## [Work required]
Please restate the data word for word.

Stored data
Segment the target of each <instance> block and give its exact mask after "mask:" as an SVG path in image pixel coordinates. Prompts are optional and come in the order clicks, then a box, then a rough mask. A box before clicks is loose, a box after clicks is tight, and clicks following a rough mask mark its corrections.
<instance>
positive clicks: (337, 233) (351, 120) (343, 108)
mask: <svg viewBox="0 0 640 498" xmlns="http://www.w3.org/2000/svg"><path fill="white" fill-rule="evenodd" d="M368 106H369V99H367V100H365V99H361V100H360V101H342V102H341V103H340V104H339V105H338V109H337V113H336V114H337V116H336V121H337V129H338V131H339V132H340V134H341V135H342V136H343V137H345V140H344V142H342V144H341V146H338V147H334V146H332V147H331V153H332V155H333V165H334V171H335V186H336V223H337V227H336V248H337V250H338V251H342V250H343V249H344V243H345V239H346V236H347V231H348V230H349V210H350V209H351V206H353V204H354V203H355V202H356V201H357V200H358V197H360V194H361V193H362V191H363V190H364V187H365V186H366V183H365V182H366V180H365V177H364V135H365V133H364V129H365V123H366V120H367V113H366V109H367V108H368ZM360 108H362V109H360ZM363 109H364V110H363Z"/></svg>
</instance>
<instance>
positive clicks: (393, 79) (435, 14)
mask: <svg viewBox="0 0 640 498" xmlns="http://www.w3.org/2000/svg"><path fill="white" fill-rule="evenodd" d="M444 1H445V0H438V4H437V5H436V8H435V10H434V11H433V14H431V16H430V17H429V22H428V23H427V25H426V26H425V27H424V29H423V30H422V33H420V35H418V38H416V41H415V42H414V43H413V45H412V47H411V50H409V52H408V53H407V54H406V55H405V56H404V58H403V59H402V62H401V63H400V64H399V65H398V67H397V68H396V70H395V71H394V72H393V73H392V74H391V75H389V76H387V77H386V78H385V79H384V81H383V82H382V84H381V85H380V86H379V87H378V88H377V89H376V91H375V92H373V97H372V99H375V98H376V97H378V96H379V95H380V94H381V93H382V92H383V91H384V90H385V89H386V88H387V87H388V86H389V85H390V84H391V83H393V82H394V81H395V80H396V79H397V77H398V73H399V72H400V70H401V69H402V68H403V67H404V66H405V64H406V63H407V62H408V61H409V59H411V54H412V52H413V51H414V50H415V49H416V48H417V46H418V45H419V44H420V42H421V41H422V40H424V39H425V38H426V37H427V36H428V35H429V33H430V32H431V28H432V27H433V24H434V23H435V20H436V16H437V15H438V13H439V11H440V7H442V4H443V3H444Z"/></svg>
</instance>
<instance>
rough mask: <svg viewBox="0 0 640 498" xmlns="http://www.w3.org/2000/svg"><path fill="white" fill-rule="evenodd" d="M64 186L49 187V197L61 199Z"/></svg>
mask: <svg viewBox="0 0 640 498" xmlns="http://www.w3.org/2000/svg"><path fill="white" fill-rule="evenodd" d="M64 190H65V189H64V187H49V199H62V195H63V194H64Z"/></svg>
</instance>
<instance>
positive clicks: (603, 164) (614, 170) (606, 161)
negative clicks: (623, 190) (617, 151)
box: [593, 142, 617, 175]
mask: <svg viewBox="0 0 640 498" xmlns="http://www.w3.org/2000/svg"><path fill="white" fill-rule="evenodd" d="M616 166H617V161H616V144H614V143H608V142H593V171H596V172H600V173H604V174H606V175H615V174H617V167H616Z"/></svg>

## [Task answer]
Segment the target of each <instance> block and give its exact mask after "mask:" as an SVG path in image pixel coordinates. Prompts are optional and come in the order clicks, then a box, then a rough mask. A box before clicks is loose, a box after clicks is tight, and clicks following a rough mask mark its corrections.
<instance>
positive clicks: (337, 233) (351, 120) (343, 108)
mask: <svg viewBox="0 0 640 498" xmlns="http://www.w3.org/2000/svg"><path fill="white" fill-rule="evenodd" d="M368 106H369V99H367V100H365V99H361V100H360V101H342V102H341V103H340V104H339V105H338V109H337V113H336V114H337V116H336V121H337V129H338V131H339V132H340V134H341V135H342V136H343V137H345V140H344V142H342V144H341V146H338V147H334V146H332V147H331V153H332V155H333V165H334V171H335V186H336V223H337V227H336V248H337V250H338V251H342V250H343V249H344V243H345V239H346V236H347V231H348V230H349V210H350V209H351V206H353V204H354V203H355V202H356V201H357V200H358V197H360V194H361V193H362V191H363V190H364V187H365V186H366V183H365V182H366V180H365V177H364V135H365V133H364V129H365V123H366V120H367V113H366V109H367V108H368ZM360 108H362V109H360ZM363 109H364V110H363Z"/></svg>
</instance>
<instance>
positive clicks: (393, 79) (435, 14)
mask: <svg viewBox="0 0 640 498" xmlns="http://www.w3.org/2000/svg"><path fill="white" fill-rule="evenodd" d="M444 1H445V0H438V4H437V5H436V8H435V10H434V11H433V14H431V16H430V17H429V22H428V23H427V25H426V26H425V27H424V29H423V30H422V33H420V35H418V38H416V41H415V42H414V43H413V45H412V47H411V50H409V52H408V53H407V54H406V55H405V56H404V58H403V59H402V62H401V63H400V64H399V65H398V67H397V68H396V70H395V71H394V72H393V73H392V74H391V75H389V76H387V77H386V78H385V79H384V81H383V82H382V84H381V85H380V86H379V87H378V88H377V89H376V91H375V92H373V97H372V99H375V98H376V97H378V96H379V95H380V94H381V93H382V92H383V91H384V90H385V89H386V88H387V87H388V86H389V85H390V84H391V83H393V82H394V81H395V80H396V79H397V77H398V73H399V72H400V70H401V69H402V68H403V67H404V66H405V64H406V63H407V62H408V61H409V59H411V54H412V52H413V51H414V50H415V49H416V48H417V46H418V45H419V44H420V42H421V41H422V40H424V39H425V38H426V37H427V36H428V35H429V33H430V32H431V28H432V27H433V24H434V23H435V20H436V16H437V15H438V13H439V11H440V7H442V4H443V3H444Z"/></svg>
</instance>
<instance>
rough mask: <svg viewBox="0 0 640 498" xmlns="http://www.w3.org/2000/svg"><path fill="white" fill-rule="evenodd" d="M64 186L49 187V197L61 199Z"/></svg>
mask: <svg viewBox="0 0 640 498" xmlns="http://www.w3.org/2000/svg"><path fill="white" fill-rule="evenodd" d="M64 190H65V189H64V187H49V199H62V195H63V194H64Z"/></svg>
</instance>
<instance>
positive clicks: (603, 164) (614, 170) (606, 161)
negative clicks: (623, 190) (617, 151)
box: [593, 142, 617, 175]
mask: <svg viewBox="0 0 640 498" xmlns="http://www.w3.org/2000/svg"><path fill="white" fill-rule="evenodd" d="M616 166H617V161H616V144H614V143H608V142H593V171H596V172H600V173H604V174H606V175H615V174H617V167H616Z"/></svg>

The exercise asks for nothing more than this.